_Data for this task_:
================================

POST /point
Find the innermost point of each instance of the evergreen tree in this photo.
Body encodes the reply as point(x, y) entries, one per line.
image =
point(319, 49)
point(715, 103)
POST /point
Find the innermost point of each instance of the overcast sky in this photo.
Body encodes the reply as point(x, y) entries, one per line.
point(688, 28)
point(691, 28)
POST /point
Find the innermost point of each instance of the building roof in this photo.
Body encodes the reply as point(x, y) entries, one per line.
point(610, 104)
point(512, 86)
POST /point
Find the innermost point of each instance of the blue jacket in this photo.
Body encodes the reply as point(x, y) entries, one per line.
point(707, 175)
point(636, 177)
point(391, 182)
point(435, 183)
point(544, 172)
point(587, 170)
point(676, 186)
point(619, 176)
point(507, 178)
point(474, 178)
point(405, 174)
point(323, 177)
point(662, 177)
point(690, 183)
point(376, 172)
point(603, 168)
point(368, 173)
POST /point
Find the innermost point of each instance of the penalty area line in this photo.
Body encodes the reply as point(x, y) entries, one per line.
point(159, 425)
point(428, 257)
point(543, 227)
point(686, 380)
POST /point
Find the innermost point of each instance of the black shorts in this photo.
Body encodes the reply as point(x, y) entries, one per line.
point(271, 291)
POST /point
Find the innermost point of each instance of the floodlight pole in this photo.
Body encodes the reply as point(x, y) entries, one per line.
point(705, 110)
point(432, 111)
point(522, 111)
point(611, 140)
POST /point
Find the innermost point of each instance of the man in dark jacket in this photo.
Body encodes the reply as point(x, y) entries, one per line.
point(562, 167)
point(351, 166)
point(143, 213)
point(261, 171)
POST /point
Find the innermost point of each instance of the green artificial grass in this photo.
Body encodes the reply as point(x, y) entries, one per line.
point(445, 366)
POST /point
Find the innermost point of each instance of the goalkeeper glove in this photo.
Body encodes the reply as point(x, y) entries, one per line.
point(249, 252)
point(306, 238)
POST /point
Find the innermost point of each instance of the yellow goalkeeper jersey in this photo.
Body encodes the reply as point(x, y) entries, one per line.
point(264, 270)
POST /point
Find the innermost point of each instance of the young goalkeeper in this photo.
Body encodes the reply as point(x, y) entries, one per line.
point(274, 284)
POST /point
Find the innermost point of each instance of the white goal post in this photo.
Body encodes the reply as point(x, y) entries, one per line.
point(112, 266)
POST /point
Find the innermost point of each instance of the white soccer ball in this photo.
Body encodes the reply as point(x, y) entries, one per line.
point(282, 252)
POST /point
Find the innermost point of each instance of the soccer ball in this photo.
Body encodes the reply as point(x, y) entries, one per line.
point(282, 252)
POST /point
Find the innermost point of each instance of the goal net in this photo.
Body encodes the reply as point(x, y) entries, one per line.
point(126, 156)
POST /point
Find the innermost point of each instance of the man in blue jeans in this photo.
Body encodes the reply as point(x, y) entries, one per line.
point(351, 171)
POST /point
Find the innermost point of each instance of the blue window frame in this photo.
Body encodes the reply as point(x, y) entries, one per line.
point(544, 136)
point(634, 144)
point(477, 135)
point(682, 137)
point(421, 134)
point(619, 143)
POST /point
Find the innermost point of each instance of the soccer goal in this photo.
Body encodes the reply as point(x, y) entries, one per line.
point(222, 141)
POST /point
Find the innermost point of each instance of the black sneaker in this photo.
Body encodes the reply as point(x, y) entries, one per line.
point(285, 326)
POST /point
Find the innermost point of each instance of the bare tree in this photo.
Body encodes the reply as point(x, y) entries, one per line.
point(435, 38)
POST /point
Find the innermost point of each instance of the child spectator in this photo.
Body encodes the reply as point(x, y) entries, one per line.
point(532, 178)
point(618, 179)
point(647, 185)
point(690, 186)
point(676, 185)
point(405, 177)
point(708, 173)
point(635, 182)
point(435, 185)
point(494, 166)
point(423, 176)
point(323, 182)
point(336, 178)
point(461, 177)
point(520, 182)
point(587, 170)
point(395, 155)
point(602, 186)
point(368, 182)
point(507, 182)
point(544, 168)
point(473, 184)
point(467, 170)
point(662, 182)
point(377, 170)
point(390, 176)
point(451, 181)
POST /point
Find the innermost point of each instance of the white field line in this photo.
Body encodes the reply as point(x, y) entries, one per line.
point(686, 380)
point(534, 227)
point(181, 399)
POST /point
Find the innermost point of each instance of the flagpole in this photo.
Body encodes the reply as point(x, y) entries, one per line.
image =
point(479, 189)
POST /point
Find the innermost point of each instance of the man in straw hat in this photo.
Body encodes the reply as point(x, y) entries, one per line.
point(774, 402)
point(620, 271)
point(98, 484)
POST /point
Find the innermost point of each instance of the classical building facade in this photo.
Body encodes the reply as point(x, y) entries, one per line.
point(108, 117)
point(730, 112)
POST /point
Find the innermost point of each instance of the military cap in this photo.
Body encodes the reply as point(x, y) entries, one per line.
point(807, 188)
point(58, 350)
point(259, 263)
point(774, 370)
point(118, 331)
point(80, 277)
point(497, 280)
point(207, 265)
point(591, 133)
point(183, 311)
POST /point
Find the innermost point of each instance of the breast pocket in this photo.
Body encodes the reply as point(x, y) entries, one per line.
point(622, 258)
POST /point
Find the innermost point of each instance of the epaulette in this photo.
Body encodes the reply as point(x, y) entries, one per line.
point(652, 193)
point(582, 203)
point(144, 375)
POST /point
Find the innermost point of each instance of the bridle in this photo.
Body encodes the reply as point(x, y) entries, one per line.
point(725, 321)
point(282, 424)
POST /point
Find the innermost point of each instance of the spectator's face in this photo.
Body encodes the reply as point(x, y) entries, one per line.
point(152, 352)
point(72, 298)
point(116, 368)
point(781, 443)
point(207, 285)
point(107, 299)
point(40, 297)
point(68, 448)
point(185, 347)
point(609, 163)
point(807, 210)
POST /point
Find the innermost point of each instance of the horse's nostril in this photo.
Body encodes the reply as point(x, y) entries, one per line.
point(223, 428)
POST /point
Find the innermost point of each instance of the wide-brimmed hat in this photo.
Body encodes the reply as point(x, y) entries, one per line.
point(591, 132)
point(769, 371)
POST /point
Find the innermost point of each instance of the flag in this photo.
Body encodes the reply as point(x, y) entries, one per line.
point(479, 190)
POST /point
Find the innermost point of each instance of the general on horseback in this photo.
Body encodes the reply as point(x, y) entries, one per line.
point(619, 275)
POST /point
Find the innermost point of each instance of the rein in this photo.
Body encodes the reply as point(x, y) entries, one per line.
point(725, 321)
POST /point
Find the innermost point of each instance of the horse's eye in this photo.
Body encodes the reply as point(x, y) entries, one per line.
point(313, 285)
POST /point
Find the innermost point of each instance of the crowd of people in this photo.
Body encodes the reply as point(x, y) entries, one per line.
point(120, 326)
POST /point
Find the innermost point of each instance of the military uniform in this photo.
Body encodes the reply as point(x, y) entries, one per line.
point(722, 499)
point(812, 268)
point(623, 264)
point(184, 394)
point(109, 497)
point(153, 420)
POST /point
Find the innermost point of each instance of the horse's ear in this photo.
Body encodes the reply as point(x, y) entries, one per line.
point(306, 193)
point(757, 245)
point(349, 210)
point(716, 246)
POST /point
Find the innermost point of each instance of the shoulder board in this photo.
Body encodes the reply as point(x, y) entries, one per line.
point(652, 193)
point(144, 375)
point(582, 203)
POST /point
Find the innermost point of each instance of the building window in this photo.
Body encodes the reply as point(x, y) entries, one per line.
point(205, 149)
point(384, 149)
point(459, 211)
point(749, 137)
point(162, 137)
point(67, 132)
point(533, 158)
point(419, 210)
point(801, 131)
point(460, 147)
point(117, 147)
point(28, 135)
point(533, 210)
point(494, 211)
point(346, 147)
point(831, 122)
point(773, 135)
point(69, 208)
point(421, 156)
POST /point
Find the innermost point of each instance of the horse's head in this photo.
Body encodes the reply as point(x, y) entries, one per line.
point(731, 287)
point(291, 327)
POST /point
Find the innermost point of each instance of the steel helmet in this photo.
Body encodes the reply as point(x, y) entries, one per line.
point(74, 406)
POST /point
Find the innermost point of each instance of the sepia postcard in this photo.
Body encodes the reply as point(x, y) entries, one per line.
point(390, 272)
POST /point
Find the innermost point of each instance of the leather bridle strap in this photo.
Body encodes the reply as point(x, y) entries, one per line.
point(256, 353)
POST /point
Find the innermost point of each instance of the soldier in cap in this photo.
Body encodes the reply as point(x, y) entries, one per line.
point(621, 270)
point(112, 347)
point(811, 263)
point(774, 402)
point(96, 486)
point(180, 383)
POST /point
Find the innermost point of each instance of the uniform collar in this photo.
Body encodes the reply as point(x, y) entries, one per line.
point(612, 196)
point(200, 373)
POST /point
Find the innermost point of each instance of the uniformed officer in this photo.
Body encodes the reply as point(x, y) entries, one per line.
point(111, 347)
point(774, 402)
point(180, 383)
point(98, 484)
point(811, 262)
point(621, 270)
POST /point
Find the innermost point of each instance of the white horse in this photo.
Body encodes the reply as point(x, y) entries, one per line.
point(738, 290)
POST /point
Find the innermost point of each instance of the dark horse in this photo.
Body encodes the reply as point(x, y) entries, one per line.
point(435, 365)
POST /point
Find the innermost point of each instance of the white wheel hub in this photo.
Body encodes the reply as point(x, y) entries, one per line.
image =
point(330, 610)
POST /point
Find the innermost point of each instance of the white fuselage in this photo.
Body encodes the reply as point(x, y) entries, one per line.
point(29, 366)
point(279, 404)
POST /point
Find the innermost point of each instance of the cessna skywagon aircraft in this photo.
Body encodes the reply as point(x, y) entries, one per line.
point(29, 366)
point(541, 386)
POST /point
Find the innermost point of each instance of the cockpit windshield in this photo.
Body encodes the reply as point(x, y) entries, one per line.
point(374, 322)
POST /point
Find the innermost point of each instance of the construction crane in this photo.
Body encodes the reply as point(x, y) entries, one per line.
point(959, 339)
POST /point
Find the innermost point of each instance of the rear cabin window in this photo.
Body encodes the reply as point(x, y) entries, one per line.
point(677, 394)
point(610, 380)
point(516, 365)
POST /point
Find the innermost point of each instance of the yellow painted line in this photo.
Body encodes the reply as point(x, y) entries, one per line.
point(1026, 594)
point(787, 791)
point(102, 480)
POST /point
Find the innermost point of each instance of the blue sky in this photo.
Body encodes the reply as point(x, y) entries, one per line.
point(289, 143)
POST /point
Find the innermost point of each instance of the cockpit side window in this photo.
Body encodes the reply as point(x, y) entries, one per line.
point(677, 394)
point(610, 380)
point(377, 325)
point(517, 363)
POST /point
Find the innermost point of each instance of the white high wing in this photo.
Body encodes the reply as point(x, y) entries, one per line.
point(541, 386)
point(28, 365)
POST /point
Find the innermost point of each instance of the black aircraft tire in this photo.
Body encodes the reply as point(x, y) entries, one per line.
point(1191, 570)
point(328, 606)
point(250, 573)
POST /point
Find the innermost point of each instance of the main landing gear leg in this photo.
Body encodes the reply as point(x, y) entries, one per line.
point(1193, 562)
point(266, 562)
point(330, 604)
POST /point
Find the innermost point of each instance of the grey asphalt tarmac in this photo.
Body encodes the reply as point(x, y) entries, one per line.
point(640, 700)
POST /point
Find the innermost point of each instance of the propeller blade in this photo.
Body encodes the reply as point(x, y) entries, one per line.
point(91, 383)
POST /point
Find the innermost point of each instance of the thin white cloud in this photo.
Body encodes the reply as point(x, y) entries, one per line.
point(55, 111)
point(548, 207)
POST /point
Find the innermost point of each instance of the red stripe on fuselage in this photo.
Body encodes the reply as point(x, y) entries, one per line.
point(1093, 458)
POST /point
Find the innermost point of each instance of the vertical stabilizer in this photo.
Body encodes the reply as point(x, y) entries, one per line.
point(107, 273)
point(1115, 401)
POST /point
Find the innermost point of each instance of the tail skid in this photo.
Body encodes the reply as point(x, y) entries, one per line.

================================

_Stated goal_: Reproduce the listing verbatim from its first line through the line containing "point(611, 140)", including both of those lines.

_Exercise result_:
POST /point
Find the innermost point of each instance of the evergreen tree in this photo.
Body encodes the reply as point(x, y) entries, one per line.
image =
point(319, 49)
point(715, 103)
POST /point
Find the innermost point of each instance of the overcast sky in this photo.
Body encodes the reply as point(x, y) entries, one per line.
point(688, 28)
point(691, 28)
POST /point
Find the innermost point of each instance of the building roof in this photo.
Body encodes the reply as point(x, y) entries, one per line.
point(610, 104)
point(512, 86)
POST /point
Find the innermost point of each instance of the blue jacket in this photo.
Body encodes the reply as point(x, y) entries, one per line.
point(707, 175)
point(636, 177)
point(391, 182)
point(435, 183)
point(544, 172)
point(587, 170)
point(676, 186)
point(619, 176)
point(507, 178)
point(474, 178)
point(405, 174)
point(323, 177)
point(662, 177)
point(690, 183)
point(376, 172)
point(603, 168)
point(368, 173)
POST /point
Find the innermost point of each instance of the penalty area line in this photo.
Body encodes the reply as point(x, y) entries, one per line.
point(159, 425)
point(428, 257)
point(543, 227)
point(686, 380)
POST /point
Find the innermost point of each instance of the black shorts in this photo.
Body encodes the reply as point(x, y) entries, one per line.
point(271, 291)
POST /point
Find the innermost point of each instance of the floodlight pole in this photo.
Body encodes the reply as point(x, y) entries, one per line.
point(705, 110)
point(432, 111)
point(522, 111)
point(611, 140)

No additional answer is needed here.